━━━━━ DATA
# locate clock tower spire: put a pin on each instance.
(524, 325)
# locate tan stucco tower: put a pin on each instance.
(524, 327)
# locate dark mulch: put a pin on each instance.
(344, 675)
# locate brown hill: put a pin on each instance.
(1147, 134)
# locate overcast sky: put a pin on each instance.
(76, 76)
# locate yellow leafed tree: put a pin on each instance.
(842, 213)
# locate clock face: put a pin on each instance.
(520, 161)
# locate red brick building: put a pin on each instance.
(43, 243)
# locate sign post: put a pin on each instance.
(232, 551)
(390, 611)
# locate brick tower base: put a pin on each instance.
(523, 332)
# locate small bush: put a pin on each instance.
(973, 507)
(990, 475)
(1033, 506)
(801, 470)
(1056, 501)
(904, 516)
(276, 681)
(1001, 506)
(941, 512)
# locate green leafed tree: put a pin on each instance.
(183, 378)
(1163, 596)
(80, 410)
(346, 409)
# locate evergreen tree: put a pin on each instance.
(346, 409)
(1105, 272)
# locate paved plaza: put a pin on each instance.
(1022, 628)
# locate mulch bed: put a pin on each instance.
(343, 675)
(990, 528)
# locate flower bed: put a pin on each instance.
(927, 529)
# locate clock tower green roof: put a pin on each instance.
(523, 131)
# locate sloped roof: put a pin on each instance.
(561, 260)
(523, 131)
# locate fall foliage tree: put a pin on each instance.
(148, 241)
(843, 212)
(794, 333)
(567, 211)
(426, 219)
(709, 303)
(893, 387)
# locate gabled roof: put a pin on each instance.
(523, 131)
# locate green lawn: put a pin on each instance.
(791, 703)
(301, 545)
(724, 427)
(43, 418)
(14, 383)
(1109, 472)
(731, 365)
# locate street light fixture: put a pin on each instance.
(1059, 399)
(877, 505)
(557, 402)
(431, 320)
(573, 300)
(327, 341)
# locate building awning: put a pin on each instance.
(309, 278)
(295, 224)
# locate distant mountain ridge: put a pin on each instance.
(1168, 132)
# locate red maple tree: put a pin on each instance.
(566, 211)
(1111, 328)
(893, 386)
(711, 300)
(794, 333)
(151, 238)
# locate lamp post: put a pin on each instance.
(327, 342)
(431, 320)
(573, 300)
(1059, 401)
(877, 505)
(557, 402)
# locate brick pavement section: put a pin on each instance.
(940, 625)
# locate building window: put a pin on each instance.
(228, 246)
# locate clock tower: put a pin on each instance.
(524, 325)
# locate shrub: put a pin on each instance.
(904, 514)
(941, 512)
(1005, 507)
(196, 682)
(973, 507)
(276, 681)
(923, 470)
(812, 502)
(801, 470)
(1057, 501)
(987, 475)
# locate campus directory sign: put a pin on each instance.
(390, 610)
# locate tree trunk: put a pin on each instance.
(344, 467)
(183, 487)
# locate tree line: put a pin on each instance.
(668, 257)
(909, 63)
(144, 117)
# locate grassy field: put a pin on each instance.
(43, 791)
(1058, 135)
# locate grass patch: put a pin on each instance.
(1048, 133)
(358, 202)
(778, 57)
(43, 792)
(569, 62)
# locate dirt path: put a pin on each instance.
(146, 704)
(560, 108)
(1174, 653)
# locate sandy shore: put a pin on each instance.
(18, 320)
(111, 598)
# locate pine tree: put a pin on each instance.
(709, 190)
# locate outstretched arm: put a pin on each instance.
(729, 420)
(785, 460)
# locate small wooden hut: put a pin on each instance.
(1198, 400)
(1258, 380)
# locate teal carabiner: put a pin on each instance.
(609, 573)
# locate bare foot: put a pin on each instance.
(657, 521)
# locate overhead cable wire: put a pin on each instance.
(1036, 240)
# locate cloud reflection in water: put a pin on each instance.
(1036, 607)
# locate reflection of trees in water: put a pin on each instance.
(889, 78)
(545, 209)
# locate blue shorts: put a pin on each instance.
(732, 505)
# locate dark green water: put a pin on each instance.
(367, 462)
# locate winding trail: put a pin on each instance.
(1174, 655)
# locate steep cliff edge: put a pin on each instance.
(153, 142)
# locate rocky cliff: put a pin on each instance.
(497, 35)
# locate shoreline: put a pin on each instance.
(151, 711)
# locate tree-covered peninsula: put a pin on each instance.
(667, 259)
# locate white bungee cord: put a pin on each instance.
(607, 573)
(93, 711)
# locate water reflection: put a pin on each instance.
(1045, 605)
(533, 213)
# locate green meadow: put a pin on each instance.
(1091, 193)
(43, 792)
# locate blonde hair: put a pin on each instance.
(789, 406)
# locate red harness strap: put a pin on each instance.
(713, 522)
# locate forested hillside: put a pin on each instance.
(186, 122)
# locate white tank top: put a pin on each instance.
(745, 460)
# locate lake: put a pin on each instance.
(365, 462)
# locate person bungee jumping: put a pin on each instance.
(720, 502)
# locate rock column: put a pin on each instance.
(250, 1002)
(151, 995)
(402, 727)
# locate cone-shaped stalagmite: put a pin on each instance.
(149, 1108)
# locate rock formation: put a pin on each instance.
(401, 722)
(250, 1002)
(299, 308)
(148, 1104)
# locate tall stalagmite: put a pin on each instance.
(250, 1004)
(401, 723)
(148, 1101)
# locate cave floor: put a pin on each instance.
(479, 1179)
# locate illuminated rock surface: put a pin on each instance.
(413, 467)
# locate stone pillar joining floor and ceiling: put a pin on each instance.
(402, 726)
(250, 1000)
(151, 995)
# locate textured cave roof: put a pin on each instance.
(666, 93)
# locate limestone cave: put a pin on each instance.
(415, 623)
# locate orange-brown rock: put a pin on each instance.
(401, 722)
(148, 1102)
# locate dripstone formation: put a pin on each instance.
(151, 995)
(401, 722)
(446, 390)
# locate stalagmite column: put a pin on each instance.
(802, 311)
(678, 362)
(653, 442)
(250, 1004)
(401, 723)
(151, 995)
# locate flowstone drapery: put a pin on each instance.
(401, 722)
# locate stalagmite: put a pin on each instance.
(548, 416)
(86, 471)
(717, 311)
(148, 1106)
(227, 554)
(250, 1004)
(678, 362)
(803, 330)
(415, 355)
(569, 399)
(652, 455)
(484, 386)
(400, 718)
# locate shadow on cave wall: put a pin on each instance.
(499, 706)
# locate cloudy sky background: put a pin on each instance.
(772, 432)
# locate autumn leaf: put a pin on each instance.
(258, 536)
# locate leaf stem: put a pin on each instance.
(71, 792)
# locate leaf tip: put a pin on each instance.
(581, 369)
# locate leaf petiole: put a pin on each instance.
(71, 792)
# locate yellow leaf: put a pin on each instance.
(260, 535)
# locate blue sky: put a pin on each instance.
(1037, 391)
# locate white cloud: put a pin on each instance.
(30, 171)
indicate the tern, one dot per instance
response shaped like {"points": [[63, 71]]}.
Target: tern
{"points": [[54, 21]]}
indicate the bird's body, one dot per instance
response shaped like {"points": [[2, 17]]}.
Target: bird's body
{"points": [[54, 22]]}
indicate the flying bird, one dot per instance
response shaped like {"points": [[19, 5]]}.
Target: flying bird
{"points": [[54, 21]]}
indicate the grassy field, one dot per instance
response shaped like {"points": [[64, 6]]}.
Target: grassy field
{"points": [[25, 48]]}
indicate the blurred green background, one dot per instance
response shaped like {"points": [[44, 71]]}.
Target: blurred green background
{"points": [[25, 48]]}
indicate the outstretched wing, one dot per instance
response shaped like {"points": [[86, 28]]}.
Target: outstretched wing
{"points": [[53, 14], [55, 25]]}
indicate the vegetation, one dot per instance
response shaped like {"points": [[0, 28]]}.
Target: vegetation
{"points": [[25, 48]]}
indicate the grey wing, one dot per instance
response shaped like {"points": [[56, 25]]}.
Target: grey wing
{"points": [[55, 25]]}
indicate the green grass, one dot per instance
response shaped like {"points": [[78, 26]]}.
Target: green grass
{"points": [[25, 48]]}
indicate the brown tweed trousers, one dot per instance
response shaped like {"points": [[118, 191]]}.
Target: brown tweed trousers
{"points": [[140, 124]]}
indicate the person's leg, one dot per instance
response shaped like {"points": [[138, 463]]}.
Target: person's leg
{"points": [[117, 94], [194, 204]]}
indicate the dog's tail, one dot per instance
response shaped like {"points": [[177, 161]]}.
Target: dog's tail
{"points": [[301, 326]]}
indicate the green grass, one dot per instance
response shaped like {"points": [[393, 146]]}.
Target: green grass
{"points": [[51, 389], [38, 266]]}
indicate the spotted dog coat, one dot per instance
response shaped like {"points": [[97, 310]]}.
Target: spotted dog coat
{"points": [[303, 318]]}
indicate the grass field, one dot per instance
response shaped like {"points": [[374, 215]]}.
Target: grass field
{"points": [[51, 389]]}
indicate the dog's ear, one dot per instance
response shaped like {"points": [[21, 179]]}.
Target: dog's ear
━━━━━━━━━━
## [ABOUT THIS EXERCISE]
Beginning at the line with "Target: blurred green background" and stopping after the line with "indicate the vegetation, one dot per instance", please write out every line of the data above exactly and nothing else.

## [SOLUTION TO THE EXERCISE]
Target: blurred green background
{"points": [[25, 48]]}
indicate the outstretched wing, one dot per instance
response shaped like {"points": [[86, 28]]}.
Target: outstretched wing
{"points": [[53, 14], [55, 25]]}
indicate the vegetation, one dot per instance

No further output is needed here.